* _Your assignment_:
Nothing but an exact repeat of the data, with pictures removed, belongs in the answer.

* _Dataset content_:
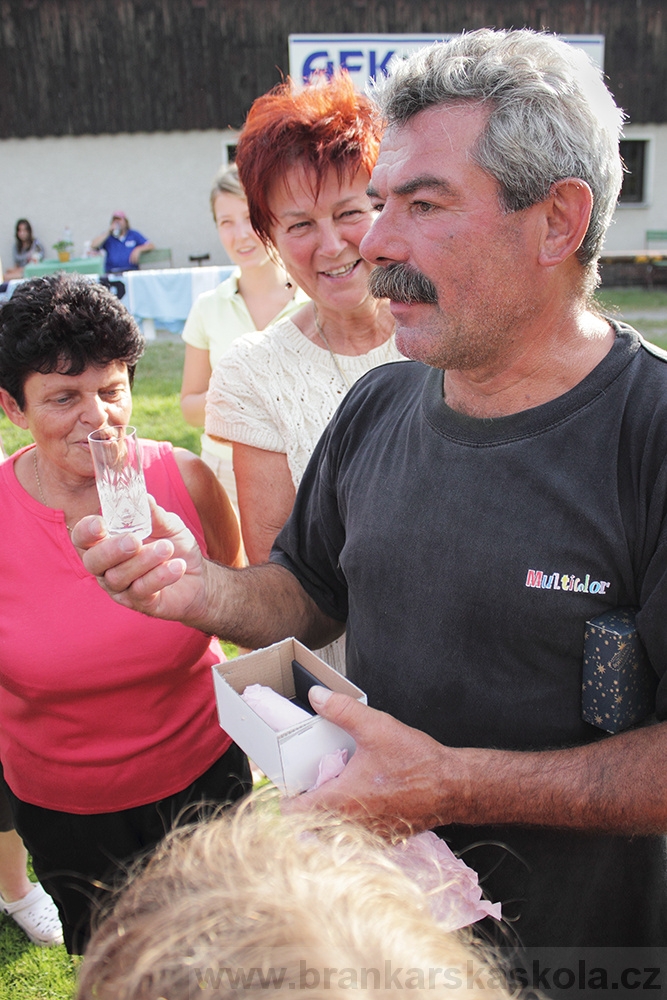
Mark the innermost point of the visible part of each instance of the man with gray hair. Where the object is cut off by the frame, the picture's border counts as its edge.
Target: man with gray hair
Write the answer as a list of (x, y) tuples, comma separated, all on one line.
[(468, 512)]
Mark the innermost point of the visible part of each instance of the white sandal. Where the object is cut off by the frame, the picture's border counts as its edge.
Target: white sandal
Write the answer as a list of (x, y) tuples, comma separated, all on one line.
[(37, 915)]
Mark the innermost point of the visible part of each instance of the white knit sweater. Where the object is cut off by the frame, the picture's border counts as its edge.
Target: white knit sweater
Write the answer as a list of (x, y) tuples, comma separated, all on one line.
[(277, 390)]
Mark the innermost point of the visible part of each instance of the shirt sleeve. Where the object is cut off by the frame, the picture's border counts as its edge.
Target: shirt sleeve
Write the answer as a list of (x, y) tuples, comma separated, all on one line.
[(237, 403), (194, 331), (310, 543)]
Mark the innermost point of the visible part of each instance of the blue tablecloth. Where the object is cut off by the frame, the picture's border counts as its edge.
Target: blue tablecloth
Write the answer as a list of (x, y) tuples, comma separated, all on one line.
[(166, 296)]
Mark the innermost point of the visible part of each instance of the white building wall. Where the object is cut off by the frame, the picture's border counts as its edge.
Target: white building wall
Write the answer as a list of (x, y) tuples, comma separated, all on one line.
[(631, 221), (160, 180)]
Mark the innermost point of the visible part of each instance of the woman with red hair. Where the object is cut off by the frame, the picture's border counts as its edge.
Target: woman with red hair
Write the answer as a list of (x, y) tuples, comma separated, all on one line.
[(304, 159)]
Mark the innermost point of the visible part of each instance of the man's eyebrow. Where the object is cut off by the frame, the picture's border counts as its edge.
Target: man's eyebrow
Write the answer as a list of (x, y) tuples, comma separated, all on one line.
[(424, 182)]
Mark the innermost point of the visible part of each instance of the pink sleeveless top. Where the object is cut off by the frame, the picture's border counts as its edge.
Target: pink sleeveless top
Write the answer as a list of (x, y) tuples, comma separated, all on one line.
[(101, 708)]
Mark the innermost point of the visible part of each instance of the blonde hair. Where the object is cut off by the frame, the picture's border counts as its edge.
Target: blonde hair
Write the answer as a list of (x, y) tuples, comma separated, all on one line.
[(253, 902), (226, 181)]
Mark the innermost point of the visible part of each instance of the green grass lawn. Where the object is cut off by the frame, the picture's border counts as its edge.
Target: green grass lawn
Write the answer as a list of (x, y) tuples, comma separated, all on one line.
[(31, 973)]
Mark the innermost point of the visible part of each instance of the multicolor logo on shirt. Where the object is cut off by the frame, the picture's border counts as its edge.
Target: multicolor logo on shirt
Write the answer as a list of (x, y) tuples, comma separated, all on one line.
[(565, 581)]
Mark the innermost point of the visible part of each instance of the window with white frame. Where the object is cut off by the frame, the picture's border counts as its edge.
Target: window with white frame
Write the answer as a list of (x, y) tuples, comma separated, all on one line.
[(635, 157)]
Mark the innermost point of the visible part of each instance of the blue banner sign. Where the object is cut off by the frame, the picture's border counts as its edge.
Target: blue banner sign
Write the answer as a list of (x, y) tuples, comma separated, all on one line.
[(365, 57)]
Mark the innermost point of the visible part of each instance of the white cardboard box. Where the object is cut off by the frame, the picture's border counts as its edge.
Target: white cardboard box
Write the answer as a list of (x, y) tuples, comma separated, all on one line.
[(289, 758)]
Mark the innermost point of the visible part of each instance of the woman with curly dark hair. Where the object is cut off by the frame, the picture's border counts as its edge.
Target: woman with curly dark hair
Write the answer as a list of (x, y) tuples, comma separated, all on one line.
[(108, 728)]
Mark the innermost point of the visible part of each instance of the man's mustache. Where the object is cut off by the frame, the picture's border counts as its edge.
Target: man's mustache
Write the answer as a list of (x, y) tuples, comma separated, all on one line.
[(401, 283)]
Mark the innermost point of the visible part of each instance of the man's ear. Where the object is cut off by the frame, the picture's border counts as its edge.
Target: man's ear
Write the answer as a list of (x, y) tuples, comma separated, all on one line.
[(567, 213), (12, 409)]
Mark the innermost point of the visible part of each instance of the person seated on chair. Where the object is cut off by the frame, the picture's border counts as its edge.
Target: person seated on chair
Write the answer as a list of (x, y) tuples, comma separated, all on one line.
[(122, 245), (27, 250)]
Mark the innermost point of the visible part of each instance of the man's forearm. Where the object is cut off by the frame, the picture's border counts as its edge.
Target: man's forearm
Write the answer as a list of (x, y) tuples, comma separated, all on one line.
[(259, 605), (616, 785)]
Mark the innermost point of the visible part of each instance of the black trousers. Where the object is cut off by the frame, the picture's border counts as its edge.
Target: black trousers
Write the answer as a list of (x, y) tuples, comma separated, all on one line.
[(82, 860)]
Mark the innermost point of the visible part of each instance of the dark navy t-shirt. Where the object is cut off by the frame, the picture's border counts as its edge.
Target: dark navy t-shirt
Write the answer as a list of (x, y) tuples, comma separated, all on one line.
[(426, 531)]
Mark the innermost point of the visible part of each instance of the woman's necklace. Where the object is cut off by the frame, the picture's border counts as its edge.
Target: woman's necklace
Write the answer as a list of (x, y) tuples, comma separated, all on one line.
[(341, 372), (39, 486), (320, 331)]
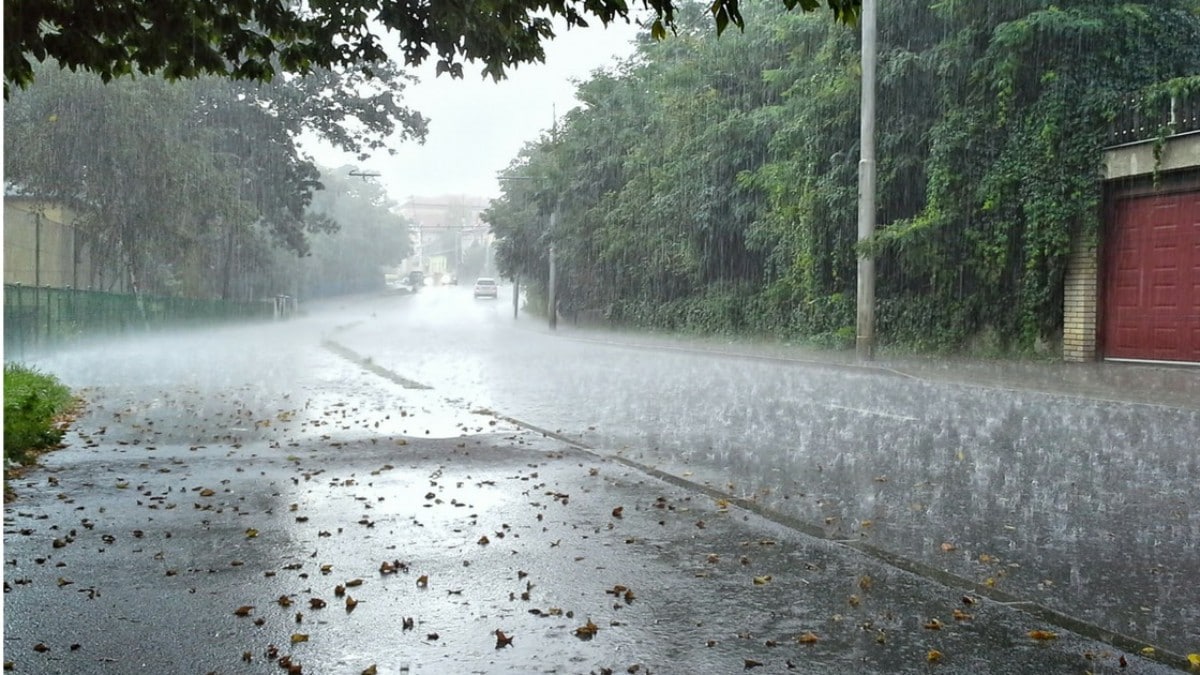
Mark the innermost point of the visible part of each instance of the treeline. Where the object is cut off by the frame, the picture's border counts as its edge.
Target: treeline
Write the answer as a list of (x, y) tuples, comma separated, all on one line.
[(201, 189), (711, 184)]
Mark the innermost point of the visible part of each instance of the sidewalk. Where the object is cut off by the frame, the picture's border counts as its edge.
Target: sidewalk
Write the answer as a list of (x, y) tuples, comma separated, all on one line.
[(235, 525), (1174, 386)]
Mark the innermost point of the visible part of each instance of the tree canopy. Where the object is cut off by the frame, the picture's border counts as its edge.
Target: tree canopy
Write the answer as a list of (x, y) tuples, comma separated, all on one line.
[(257, 39), (198, 189)]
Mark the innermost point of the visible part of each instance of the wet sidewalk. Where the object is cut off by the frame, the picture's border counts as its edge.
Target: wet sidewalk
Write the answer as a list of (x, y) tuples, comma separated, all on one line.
[(336, 521), (1149, 383)]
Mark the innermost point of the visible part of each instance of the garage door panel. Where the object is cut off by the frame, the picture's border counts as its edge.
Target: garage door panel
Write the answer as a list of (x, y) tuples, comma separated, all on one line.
[(1152, 284)]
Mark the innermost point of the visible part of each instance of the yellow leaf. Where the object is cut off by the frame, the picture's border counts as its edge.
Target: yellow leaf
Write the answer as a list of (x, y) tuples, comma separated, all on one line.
[(587, 631)]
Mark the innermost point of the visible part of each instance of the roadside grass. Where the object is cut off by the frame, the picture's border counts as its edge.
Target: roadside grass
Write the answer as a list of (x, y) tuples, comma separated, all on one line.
[(35, 406)]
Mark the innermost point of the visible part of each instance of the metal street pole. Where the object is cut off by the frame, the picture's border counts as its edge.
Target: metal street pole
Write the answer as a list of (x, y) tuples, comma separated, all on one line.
[(516, 293), (550, 287), (864, 344)]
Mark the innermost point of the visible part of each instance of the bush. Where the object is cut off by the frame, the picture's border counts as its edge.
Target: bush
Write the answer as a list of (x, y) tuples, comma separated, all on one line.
[(33, 401)]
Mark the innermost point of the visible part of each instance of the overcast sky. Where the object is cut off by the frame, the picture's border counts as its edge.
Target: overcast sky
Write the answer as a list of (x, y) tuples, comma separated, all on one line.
[(478, 126)]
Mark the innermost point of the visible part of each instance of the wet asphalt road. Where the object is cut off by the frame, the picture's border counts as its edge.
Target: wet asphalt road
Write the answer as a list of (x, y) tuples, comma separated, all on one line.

* _Expected answer_:
Mark the innermost point of the visible part of each instance of the man with gray hair. Where the object is cut off by the frame, the picture's border counts as its edge.
Target: man with gray hair
Write the answer as a list of (x, y) tuples, comma separated, all on one line.
[(468, 512)]
Mark the innermost point of the visible part of each instance of the white sandal. Where the object is cut off by the frame, the picture's border counts as its edge.
Target: white sandal
Write the answer as a list of (x, y) tuples, comma separated, all on one line.
[(37, 915)]
Mark the innermost point of the visible part of each instance of the white knit sweater. Where the object is cut off by the frame, the picture's border counts as its edge.
Target: white knit sweater
Write the answer as a list of (x, y) tuples, comma separated, all on one line.
[(277, 390)]
Mark the innermost point of the visible part of each instance of the shirt sleeve. Where the object is cut off by the frame, the picture's border counts as its edge.
Target: shirt sleeve
Write the answer as a list of (x, y) tuples, comma separated, all on one line.
[(237, 403), (194, 331), (310, 543)]
Mark the innermost point of the visible part of each instance of the blue tablecloth. Where the object is cut off by the frame, the picture's border counts as its edge.
Target: blue tablecloth
Write the answer as a list of (x, y) tuples, comma separated, all on one line.
[(166, 296)]
Mark the innermost point of the visible part of each instance of the white building wall. Where the object is cut off by the frame, the picture's border counts as its edge.
Target: white building wall
Write the answer as a list of (x, y) tuples, comma separated, all on one line.
[(631, 221), (160, 180)]
Mark the innermost point of the visible part of each instance of the woman with red hair. Where the object is cut off by the frame, the picture's border counts as its edge.
Target: woman with red hair
Write the answer as a list of (x, y) tuples, comma separated, all on one line.
[(304, 159)]
Mark the innermost point of the visible part of each instance of the man's eyebrow. Where the object is cut off by the frame, the picture's border counts as its edge.
Target: man's eyebrow
Write the answer as a list of (x, y) tuples, comma separated, all on one line.
[(424, 182)]
Mark the innermost point of the visible part of each instance of the pink sleeveless top. Where the object is cut off by the frame, the picture's border counts as its edge.
Target: pink sleeveless top
Write the answer as a list of (x, y) tuples, comma separated, all on one line.
[(101, 708)]
Mark the innermost point of the visible part of each instance of the blonde hair. Where the object is cut off by the frame, the picture's border counts as its edge.
Target: blonde hair
Write the answer as a list of (x, y) tuples, comma separated, all on one line.
[(253, 902), (226, 181)]
Mark the innermost point of the visible part of each instance of the green grass lawn. Where the object is cut off by the frame, the picture's border counts as its edge.
Target: green grass lawn
Write the answer as a list of (x, y) tuples, comma separated, all on one line.
[(31, 973)]
Mark the innermost point of the visible part of each instance of the multicolor logo on shirt. Where the object is cut off by the frame, the picture's border counts as its edge.
Target: multicolor logo on shirt
Write the answer as a list of (x, y) tuples, comma separated, all on one line.
[(565, 581)]
Mark the innermost point of the visible part of each instance of the window with white frame. Where the object is cut off by the frame, the picture's border counts as its edge.
Target: window with white frame
Write the answer as a list of (x, y) tuples, comma separated, all on one line.
[(635, 157)]
Mark the innermost point of the visible part of each instance of the blue banner sign. Where the object is cut off by the frame, the picture's border counts as its edge.
Target: blue banner sign
Write the answer as a list of (x, y) tuples, comma separated, all on one line.
[(365, 57)]
Mark the innermost point of the visible part of each instance of the white cardboard box. Where the object is cut off by the frame, the picture's border counts as its edge.
Target: white cardboard box
Write the answer as a list of (x, y) tuples, comma separated, all on one line.
[(289, 758)]
Mark the innermost point of the visible part of each instance of the woman with curly dark hair. Where the object is cut off by the frame, the picture's border counts as its edge.
Target: woman with curly dark hair
Write the answer as a list of (x, y) tuples, comma separated, all on one line.
[(108, 728)]
Mark the innermost point of the visible part of each instance of the man's mustache. Where the object is cut off by the frame, the picture's border counts as its edge.
Target: man's mustache
Write the answer as a list of (x, y) tuples, comma separated, all on one line.
[(401, 283)]
Mark the innermost point of the visible part of each instance of the man's ear. Where the object is cut off by the frame, the picture's border counts as its edge.
Target: man's ear
Write the answer as a list of (x, y) tuples, comma separated, all on one line.
[(567, 213), (12, 409)]
Mark the innermost point of the visible part of each instance of the person seated on chair. Where the object is cut off by the frame, the picture's border counts as its edge.
Target: person seated on chair
Write the answer as a list of (x, y) tuples, comma separated, all on one line.
[(122, 245), (27, 250)]
Mark the innermost point of the visible part of each instance of the man's forearm. Where the object is cut off by the frame, the picture's border counts as its edge.
Target: man's forearm
Write the answer as a list of (x, y) tuples, comma separated, all on one line.
[(259, 605), (616, 785)]
Mark the innermost point of the visible part of each instance of the black trousers. Where the object is cut off by the frame, the picture's border counts as its edge.
Target: black trousers
Write the answer as a list of (x, y) tuples, comma separated, all on one line.
[(82, 860)]
Mark the innermost point of the visible part of each instance of the dark navy t-shirt. Where the object is cut off by the frame, the picture's border counts as its edge.
Target: dark navy t-shirt
Write the answer as a list of (x, y) tuples, comma separated, all on one line.
[(426, 531)]
Mark the innermost point of the visible part of each instance of the woman's necklace. Where the object is cut off by the frame, the picture's border counts as its edge.
Target: woman's necklace
Write the answer as a list of (x, y) tuples, comma separated, all on one line.
[(341, 372), (39, 486), (320, 331)]
Mark the innermost point of the visible part of each instance of the treeline. Where the object is cut off by the frame, the picture's border counts as its edge.
Target: treeline
Write the answer as a list of (x, y) tuples, comma separated, all on one line.
[(201, 189), (711, 184)]
Mark the innermost point of the visible part of each instance of the sidewalk. Where the object is cut off by the frame, the picture's border counts as its edge.
Target: sidewalk
Write the answer as a list of (x, y) tuples, comma separated, all on one line.
[(235, 525), (1174, 386)]
Mark the innermost point of the visible part of each instance of the tree canopy. Where the object is cut off by the frame, the picture's border counts as its edge.
Target: tree canopy
Write the answer as a list of (x, y) tuples, comma separated, all on one line.
[(257, 39), (198, 189)]
Mark the innermost point of the visible part of each instance of the wet sidewalk. Where the object is cut off by the frame, the picture's border counts as its edge.
Target: wet sidewalk
Write the answer as a list of (x, y) tuples, comma separated, all on one line.
[(336, 521), (1149, 383)]
Mark the innermost point of the visible part of each instance of the garage door panel. Where the object is cut off by the frame, the picture's border counts as its edge.
Target: garage door panel
Write the answer as a list of (x, y) tuples, comma separated, all on one line.
[(1152, 284)]
Mark the innermost point of the visible part of each instance of the yellow leaf. Where the object is cut off by the frame, the picture's border counts as its edge.
Target: yellow leaf
Write the answer as a list of (x, y) tuples, comma separated, all on one line.
[(587, 631)]
Mark the innermost point of the visible part of each instance of the roadside grass. Where the object is cut off by the frame, the picture's border counts as its edge.
Target: roadside grass
Write the answer as a list of (x, y) tuples, comma separated, all on one line.
[(35, 406)]
Mark the innermost point of the visible part of each instance of the metal street pole. Where the object is cut off by the frame, the picture's border counts as its edge.
Target: metal street pole
Write the answer as a list of (x, y) tuples, comma separated, all on one line.
[(516, 293), (550, 287), (864, 344)]
Mark the innermost point of the visible part of each instance of the bush. Where the object is cut off by the frame, the picture's border counts as its edge.
Target: bush
Write the answer as a list of (x, y) tuples, comma separated, all on one line.
[(33, 401)]
Mark the innermost point of the visible part of each instance of the overcast sky. Where the object is cut off by the frame, the picture's border counts as its edge.
Target: overcast sky
Write the answer as a list of (x, y) tuples, comma separated, all on one line.
[(478, 126)]
Mark the innermost point of the visible part of each instance of the wet asphalt road. Where the object is cut off by the frame, the picture's border counts as its edge.
Target: wet asphalt road
Write the answer as a list of (x, y) tuples, comma separated, all on one line.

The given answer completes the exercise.